── SUPPLIED DATA ──

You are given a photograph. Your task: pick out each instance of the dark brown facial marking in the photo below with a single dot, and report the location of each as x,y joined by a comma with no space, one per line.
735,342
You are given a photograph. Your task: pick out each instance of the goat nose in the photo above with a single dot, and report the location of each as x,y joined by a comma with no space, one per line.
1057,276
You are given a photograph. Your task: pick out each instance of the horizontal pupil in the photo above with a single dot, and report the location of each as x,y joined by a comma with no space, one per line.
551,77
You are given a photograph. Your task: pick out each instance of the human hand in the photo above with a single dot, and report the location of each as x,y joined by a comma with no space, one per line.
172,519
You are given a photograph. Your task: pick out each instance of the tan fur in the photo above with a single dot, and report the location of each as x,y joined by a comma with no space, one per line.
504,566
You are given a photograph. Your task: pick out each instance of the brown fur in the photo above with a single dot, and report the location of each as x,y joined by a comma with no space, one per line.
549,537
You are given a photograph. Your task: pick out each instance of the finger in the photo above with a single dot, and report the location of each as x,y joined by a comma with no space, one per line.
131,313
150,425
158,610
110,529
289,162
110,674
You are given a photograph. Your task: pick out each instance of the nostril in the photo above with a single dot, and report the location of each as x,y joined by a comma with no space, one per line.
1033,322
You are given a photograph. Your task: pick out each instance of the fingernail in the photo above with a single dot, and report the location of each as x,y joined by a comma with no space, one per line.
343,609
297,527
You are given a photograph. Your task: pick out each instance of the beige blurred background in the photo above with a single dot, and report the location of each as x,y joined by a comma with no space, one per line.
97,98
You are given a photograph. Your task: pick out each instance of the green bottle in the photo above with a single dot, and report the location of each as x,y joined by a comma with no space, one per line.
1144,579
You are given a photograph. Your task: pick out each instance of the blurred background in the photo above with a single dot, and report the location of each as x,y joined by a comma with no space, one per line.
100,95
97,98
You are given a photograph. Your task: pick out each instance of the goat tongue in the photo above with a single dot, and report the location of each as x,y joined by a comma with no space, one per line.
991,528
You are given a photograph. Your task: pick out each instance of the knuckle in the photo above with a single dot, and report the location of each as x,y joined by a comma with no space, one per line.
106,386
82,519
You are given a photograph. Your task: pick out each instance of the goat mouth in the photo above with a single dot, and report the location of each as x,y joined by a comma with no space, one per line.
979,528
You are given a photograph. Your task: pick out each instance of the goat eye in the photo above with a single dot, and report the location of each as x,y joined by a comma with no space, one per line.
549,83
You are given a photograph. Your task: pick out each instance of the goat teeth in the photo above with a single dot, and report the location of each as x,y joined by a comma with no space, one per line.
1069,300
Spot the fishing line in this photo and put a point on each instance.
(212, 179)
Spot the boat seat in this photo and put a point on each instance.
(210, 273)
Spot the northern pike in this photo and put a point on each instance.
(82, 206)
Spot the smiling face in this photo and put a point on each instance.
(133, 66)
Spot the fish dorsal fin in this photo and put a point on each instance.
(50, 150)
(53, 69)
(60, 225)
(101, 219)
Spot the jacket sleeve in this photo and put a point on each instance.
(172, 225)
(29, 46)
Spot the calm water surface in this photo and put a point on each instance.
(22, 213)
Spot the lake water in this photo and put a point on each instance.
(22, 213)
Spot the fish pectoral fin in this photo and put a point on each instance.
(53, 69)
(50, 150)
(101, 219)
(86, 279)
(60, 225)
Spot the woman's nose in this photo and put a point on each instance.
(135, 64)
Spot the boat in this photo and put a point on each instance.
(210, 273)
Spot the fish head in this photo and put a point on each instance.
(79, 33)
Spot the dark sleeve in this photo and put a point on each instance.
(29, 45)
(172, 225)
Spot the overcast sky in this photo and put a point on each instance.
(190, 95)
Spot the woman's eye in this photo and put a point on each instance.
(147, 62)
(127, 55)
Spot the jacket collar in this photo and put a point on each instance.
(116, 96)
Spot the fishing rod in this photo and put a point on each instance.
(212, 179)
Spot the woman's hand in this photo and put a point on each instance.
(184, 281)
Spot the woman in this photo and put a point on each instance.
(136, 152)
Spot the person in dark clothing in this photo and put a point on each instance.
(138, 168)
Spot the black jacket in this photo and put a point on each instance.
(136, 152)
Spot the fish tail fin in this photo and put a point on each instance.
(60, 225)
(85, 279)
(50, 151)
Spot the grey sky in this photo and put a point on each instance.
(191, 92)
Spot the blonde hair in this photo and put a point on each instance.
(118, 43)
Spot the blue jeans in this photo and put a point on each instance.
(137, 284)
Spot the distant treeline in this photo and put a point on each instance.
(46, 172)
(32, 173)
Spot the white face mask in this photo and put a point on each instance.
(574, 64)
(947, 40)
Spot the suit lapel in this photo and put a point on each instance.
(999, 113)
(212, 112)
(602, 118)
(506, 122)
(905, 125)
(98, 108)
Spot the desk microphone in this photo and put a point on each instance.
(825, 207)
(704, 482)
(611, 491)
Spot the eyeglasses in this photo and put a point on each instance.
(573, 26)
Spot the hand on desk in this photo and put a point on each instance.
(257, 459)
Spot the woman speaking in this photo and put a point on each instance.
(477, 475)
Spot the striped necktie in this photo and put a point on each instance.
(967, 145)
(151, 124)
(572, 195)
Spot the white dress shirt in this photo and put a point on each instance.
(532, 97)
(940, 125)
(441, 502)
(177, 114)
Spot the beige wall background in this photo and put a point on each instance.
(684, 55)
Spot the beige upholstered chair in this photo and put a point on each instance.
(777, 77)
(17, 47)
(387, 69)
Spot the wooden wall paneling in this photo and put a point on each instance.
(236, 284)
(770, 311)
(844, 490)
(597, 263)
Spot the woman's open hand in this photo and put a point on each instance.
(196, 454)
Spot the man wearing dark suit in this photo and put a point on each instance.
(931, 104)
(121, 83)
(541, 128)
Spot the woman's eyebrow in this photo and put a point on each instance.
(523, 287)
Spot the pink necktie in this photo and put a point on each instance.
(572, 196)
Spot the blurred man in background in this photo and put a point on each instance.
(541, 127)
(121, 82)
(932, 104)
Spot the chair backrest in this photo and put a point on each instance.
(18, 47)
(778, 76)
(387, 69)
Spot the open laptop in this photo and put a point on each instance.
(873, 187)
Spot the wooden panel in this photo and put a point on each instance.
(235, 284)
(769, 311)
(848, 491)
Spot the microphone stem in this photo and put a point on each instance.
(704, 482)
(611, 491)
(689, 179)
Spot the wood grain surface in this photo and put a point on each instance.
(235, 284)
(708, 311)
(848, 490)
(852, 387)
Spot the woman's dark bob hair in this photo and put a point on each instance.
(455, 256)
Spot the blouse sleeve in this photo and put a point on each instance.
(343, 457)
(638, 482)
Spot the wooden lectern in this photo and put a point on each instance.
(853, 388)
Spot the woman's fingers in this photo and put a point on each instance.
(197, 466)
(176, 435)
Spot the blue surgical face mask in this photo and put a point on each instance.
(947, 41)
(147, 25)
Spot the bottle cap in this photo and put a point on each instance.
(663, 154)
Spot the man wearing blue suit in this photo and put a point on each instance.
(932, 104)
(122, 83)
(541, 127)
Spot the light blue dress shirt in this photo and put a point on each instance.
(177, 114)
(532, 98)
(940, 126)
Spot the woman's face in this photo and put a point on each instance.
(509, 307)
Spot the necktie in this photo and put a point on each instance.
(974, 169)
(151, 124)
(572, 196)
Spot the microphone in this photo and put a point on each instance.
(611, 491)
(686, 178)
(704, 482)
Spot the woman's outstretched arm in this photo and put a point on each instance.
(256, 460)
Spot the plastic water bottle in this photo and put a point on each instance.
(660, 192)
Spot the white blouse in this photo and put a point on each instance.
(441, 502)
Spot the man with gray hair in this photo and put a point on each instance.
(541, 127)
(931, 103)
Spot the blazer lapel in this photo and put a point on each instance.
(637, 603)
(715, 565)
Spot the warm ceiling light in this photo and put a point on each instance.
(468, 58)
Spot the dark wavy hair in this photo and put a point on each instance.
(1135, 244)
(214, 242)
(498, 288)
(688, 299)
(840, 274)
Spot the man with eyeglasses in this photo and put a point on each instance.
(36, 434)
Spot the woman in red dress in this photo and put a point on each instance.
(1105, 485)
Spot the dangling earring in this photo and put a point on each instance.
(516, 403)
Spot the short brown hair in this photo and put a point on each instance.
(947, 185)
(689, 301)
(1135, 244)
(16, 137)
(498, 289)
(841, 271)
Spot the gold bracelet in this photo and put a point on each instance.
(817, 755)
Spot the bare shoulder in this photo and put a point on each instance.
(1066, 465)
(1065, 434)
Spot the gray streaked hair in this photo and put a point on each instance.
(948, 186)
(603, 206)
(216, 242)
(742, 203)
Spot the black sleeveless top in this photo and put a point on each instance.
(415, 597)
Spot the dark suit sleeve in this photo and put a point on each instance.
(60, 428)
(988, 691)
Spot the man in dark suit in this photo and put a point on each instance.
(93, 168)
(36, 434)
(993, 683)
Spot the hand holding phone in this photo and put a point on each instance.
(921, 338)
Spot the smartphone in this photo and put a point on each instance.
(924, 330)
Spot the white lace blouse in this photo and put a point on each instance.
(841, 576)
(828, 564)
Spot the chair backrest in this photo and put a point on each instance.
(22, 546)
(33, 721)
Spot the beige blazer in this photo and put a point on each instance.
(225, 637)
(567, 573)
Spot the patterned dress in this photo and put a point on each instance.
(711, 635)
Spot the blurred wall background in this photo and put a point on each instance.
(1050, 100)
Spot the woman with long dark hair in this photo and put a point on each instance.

───

### [EXERCISE INSTRUCTIONS]
Rewrite the items from the line containing "Spot the patterned" through the end of the items, replacing "put a point on" with "place a dot on" and changing nothing else.

### [FULL OUTPUT]
Spot the patterned dress in this photo and place a dot on each instance.
(711, 635)
Spot the blurred wall background in this photo and place a dot on each instance.
(1050, 100)
Spot the woman with long dark hair in this photo and place a dot on each instance.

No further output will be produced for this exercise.